# [Extract to read]

The result is a DAG with phantom dependencies — tasks that wait for other tasks to complete even though they don’t use those tasks’ outputs. Every phantom dependency adds serial wait time to your pipeline.

The second form: dependency monsters.

This one is trickier, because it starts with good intentions.

The customer team needs three new enrichment attributes on dim_customers — regional segment codes sourced from a CRM export, tenure tier derived from a subscription history table, and a propensity score from a data science model. All reasonable requests. Each one approved and added without much ceremony.

But dim_customers is upstream of 40+ models across your DAG. Adding those three attributes means pulling in the CRM extract, joining the subscription history table — which has its own upstream dependencies — and waiting on the propensity score model to complete before any of those 40 downstream models can start. Your pipeline used to finish at 9 AM. Eighteen months and a dozen enrichment requests later, it finishes at 3 PM.

Each addition was individually justified. Nobody modelled what they’d cost collectively. That’s how you build a dependency monster.

The fix isn’t to refuse enrichment requests — it’s to stop embedding enrichment into your core spine model. Keep dim_customers lean: identifiers, names, status, the attributes that nearly every consumer genuinely needs. Build a separate dim_customers_extended model that joins in the expensive enrichment for the consumers who actually need it. Most of your downstream models will never touch the propensity score. There’s no reason to make them wait for it.

-- dim_customers.sql: lean spine — runs fast, unblocks the DAG
SELECT
    customer_id,
    customer_name,
    email,
    status,
    created_at
FROM
    {{ ref('stg_customers') }}
-- dim_customers_extended.sql: enrichment for consumers who need it
-- runs independently, doesn't block the main pipeline
SELECT
    c.customer_id,
    c.customer_name,
    c.status,
    crm.regional_segment,
    sub.tenure_tier,
    ps.propensity_score
FROM
    {{ ref('dim_customers') }} c

    LEFT JOIN {{ ref('stg_crm_segments') }}      crm
    on crm.customer_id = c.customer_id

    LEFT JOIN {{ ref('int_subscription_tenure') }} sub
    on sub.customer_id = c.customer_id

    LEFT JOIN {{ ref('ml_propensity_scores') }}   ps
    on ps.customer_id = c.customer_id

Now dim_customers_extended and its expensive upstream dependencies sit on their own branch of the DAG. Consumers who need the enrichment reference the extended model. The rest of the pipeline is unblocked.

A useful governance rule of thumb before adding a field to a core model: if fewer than half your consumers will ever query that attribute, it probably doesn’t belong there. The team who needs it should own the enrichment themselves, as a downstream model they maintain.


Auditing for both problems

In dbt, the dbt_project_evaluator package surfaces structural issues systematically. Install it:

# packages.yml
packages:
  - package: dbt-labs/dbt_project_evaluator
    version: ">=0.8.0 <1.0.0"

Then run:

dbt build --select package:dbt_project_evaluator

It will flag models with fan-out issues (one model referenced by too many downstream models), unnecessary dependencies, and models that could be parallelised but aren’t. It won’t catch dependency monsters directly — those require a human asking “does every consumer of this model actually use every attribute in it?” — but it’s a good starting point for the structural audit.

# [Data lines]

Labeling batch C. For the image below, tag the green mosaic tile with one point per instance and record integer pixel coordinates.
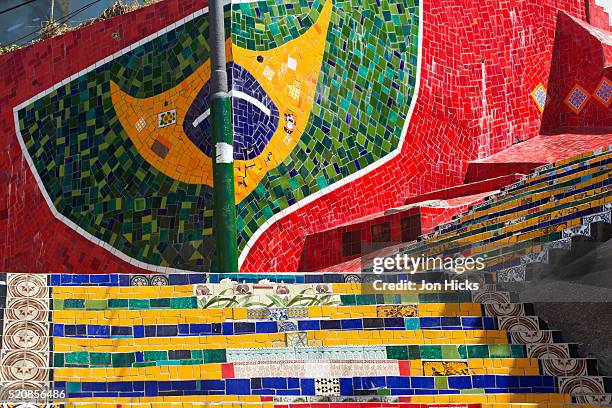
(412, 323)
(77, 358)
(184, 303)
(450, 352)
(100, 359)
(499, 350)
(478, 351)
(518, 351)
(155, 355)
(397, 353)
(271, 24)
(96, 178)
(214, 356)
(123, 359)
(414, 352)
(160, 303)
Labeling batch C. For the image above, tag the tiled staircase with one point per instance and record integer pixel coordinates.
(328, 340)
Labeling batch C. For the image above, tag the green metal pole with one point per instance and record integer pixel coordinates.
(223, 150)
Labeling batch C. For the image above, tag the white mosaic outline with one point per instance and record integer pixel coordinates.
(268, 223)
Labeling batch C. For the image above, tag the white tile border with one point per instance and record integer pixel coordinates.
(268, 223)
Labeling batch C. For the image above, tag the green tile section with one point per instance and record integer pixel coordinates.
(270, 24)
(96, 178)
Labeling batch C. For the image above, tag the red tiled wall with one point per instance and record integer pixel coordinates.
(480, 62)
(325, 248)
(578, 59)
(451, 123)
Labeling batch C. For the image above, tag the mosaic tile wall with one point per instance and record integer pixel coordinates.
(325, 340)
(469, 90)
(122, 150)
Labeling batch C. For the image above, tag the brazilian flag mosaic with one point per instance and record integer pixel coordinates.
(321, 89)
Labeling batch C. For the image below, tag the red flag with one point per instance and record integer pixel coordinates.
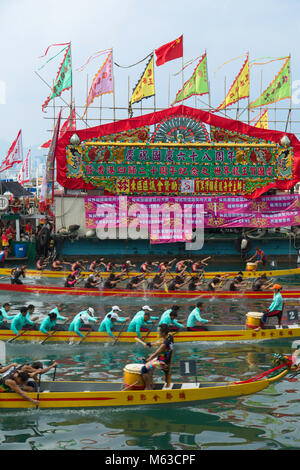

# [Problem set]
- A) From the article on pipeline dependencies, return the passage from "The second form: dependency" up to and including "finishes at 3 PM.".
- B) In the article on pipeline dependencies, what time did the pipeline finish after eighteen months and a dozen enrichment requests?

# [Task answers]
- A)
The second form: dependency monsters.

This one is trickier, because it starts with good intentions.

The customer team needs three new enrichment attributes on dim_customers — regional segment codes sourced from a CRM export, tenure tier derived from a subscription history table, and a propensity score from a data science model. All reasonable requests. Each one approved and added without much ceremony.

But dim_customers is upstream of 40+ models across your DAG. Adding those three attributes means pulling in the CRM extract, joining the subscription history table — which has its own upstream dependencies — and waiting on the propensity score model to complete before any of those 40 downstream models can start. Your pipeline used to finish at 9 AM. Eighteen months and a dozen enrichment requests later, it finishes at 3 PM.

- B) 3 PM